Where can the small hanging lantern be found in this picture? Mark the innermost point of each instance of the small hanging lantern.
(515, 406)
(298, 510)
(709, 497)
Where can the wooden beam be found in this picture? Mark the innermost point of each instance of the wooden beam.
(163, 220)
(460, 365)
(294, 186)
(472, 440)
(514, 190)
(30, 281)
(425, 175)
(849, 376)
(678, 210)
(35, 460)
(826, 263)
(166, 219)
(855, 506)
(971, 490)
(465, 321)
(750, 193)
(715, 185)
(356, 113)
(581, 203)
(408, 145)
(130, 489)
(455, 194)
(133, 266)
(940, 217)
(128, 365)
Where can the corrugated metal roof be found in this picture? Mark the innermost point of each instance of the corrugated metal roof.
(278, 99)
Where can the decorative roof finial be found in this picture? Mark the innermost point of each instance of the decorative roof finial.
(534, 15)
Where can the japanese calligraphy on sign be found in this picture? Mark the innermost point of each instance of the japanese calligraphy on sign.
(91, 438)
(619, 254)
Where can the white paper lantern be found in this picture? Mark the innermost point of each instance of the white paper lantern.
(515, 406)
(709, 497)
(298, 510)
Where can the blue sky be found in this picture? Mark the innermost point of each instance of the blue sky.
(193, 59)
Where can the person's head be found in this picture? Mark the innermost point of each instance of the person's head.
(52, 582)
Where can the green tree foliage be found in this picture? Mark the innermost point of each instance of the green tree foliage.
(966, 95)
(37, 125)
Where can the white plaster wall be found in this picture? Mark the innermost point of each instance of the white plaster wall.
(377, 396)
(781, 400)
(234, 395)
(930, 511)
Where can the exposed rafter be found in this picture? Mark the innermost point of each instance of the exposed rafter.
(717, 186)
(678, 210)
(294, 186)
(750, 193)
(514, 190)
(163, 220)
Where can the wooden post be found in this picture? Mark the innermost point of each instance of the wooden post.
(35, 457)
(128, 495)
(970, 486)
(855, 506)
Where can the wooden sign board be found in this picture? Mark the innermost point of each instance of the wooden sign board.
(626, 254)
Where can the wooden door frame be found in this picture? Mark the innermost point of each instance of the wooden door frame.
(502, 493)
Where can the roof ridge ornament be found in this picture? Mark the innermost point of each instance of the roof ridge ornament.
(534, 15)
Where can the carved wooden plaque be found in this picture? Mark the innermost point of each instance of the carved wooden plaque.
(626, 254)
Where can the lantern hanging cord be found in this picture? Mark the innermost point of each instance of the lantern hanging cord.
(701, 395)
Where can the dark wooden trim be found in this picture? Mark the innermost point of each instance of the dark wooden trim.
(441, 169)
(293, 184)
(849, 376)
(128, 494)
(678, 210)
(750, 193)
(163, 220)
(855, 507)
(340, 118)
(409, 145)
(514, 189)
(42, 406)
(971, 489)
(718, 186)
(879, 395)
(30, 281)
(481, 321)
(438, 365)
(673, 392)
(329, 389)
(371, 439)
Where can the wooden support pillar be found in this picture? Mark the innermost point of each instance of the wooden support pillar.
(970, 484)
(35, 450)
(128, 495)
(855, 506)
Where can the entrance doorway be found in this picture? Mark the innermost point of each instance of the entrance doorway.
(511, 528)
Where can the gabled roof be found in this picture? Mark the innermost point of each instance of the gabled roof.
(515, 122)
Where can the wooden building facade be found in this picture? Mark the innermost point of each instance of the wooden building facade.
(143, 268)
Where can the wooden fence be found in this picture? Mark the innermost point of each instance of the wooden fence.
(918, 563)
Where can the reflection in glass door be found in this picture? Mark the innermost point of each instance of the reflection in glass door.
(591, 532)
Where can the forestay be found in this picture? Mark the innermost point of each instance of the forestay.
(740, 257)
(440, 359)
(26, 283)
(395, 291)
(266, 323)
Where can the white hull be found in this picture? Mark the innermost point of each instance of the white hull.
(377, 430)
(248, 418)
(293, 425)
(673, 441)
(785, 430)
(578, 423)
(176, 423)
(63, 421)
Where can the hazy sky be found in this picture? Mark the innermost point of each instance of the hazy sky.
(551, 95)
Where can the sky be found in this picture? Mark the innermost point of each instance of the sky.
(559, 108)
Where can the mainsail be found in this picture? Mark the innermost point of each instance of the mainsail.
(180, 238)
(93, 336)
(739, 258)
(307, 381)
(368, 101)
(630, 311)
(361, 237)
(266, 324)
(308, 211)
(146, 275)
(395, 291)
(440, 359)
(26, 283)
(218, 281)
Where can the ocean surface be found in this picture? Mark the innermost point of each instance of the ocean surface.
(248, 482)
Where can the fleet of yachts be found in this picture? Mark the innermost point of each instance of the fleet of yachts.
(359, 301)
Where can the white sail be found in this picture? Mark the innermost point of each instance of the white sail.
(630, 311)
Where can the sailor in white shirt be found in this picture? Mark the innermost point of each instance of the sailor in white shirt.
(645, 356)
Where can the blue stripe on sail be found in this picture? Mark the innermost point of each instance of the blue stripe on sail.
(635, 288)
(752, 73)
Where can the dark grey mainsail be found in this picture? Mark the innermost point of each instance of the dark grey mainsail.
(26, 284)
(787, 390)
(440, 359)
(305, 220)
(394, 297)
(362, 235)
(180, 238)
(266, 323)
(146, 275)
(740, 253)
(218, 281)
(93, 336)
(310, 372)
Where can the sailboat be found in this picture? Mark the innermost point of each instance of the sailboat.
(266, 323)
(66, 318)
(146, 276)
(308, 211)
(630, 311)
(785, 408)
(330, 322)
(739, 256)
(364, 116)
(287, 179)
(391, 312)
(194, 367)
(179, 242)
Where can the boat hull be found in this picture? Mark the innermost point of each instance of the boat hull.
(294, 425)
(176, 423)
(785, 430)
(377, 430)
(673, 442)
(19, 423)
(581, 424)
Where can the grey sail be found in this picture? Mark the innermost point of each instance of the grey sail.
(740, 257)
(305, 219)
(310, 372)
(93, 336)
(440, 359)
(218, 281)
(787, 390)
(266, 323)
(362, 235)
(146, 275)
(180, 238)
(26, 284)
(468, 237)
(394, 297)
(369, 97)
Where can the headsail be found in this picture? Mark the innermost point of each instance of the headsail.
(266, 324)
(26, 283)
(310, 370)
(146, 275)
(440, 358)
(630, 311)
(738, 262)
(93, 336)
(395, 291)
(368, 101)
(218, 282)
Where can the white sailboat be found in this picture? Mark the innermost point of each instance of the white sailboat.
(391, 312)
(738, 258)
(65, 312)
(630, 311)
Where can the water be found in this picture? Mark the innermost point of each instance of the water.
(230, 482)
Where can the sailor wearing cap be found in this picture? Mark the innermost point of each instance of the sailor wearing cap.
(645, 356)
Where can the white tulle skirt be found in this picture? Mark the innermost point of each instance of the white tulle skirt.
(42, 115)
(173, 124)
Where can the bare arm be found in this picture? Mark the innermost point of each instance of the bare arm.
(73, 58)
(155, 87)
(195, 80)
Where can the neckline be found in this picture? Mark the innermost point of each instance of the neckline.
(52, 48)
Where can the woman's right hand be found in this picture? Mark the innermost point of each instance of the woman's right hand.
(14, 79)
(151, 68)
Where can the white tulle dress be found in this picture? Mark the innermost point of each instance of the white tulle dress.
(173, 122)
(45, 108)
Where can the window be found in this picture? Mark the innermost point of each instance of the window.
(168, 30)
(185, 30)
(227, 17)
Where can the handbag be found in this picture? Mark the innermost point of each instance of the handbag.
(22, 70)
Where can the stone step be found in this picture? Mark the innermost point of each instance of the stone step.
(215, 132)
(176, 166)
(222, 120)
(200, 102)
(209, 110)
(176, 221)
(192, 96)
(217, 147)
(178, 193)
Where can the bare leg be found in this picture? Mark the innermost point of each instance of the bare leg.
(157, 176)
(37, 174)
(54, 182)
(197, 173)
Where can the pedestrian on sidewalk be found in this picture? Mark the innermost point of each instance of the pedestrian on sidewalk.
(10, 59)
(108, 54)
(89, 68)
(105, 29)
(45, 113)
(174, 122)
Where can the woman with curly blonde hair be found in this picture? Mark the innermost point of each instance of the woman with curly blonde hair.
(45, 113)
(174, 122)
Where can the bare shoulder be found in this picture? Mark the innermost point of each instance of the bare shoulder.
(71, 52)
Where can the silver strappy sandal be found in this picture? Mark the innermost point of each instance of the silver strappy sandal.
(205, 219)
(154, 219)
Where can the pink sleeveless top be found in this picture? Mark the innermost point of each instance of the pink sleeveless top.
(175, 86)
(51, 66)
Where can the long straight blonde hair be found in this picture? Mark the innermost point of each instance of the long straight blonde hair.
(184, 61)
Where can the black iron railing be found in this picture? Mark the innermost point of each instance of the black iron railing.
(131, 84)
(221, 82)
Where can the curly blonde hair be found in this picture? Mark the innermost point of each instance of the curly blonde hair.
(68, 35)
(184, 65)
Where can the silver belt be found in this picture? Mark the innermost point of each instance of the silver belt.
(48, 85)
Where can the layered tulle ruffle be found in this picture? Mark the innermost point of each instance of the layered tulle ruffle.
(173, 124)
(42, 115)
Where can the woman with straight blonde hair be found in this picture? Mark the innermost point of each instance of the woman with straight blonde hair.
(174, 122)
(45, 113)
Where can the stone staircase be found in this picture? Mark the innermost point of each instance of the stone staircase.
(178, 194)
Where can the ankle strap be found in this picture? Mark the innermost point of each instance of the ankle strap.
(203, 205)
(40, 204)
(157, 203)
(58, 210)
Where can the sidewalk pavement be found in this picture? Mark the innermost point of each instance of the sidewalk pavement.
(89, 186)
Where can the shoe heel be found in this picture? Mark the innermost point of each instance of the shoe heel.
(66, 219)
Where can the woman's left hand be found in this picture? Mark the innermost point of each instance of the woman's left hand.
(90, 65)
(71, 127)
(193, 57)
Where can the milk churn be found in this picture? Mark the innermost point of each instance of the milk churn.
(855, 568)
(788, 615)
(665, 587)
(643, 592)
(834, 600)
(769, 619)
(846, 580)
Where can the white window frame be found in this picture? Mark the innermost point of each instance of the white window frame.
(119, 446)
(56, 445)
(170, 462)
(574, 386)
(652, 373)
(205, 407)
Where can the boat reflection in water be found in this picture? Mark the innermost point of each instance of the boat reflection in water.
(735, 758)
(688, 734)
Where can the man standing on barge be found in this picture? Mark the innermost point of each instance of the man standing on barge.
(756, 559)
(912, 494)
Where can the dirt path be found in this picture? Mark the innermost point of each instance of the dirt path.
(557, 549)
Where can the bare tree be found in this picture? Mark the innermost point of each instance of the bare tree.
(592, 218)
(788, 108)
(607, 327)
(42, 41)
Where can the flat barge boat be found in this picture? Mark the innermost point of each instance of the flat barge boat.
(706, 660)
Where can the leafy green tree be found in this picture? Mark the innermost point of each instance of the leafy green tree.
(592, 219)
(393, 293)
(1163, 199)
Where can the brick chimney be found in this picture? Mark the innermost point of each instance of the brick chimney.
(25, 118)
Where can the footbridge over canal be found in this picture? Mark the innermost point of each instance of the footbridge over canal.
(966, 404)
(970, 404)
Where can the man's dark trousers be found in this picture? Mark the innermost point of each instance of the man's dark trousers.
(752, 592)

WHAT THE TASK ASKS: Your answer should be the line with "Where can the flat" and all lines after it in the listing above, repeated exactly. No other lines belong.

EXERCISE SOLUTION:
Where can the flat barge boat be found in this picture? Mark the innermost point of each instance of the flat barge boat.
(706, 660)
Where can the leafy green tree be found in this picture? Mark the innermost point of each instance of the leafy green tree.
(592, 219)
(393, 293)
(1163, 199)
Where can the brick chimney be found in this picture? Mark the innermost point of each instance of the brick chimney.
(25, 118)
Where can the footbridge over canal be found in this picture? Mark the innermost point of each instance of the footbridge over canal.
(966, 404)
(970, 404)
Where can the man's dark trousers be found in this picture? Mark the innermost point of each instance of the man's dark trousers.
(752, 592)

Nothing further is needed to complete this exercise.